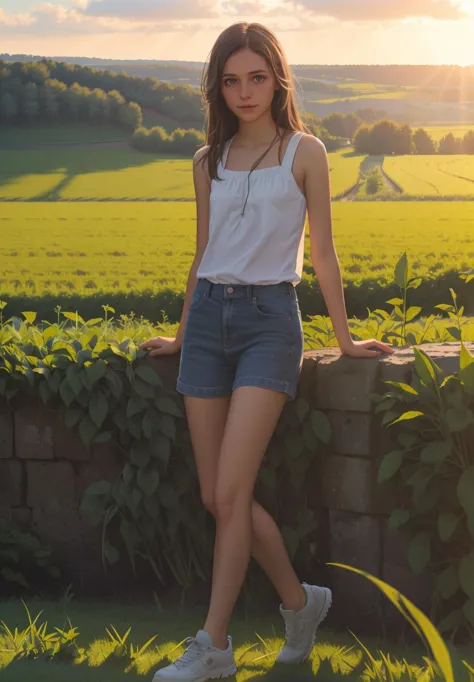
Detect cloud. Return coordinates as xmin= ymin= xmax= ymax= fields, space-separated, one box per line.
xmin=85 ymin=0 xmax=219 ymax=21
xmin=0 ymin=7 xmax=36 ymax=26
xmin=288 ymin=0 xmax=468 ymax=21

* * *

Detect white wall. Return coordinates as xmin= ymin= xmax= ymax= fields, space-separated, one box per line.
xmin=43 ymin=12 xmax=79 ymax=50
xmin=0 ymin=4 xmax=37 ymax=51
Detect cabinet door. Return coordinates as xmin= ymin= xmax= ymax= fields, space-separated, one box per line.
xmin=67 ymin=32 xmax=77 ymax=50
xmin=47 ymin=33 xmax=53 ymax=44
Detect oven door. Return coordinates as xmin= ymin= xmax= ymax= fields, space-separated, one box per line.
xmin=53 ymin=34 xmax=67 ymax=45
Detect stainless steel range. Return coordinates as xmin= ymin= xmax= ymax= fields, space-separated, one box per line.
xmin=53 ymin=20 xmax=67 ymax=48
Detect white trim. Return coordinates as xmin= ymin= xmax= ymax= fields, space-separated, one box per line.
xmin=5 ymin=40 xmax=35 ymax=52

---

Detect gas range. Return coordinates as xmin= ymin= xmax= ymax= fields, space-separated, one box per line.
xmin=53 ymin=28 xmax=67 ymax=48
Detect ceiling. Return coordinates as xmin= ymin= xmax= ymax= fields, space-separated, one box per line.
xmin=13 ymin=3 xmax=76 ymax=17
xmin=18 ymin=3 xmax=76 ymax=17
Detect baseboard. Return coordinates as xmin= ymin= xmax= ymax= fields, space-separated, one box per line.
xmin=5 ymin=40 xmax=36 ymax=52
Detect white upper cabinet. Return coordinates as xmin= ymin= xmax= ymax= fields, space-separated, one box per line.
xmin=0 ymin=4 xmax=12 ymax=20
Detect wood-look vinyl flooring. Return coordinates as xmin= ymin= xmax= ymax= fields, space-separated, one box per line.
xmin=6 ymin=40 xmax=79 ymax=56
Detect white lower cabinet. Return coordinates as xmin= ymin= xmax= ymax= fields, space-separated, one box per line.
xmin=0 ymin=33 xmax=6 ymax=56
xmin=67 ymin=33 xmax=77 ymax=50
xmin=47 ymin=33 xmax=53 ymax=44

(Requirement):
Reproduce the listing above verbatim, beginning at the line that contains "Detect cloud. Return" and ending after the line that contains "xmin=288 ymin=0 xmax=468 ymax=21".

(Task result):
Detect cloud. Return coordinates as xmin= ymin= xmax= ymax= fields, space-separated, one box per line.
xmin=85 ymin=0 xmax=219 ymax=21
xmin=0 ymin=7 xmax=36 ymax=26
xmin=288 ymin=0 xmax=468 ymax=21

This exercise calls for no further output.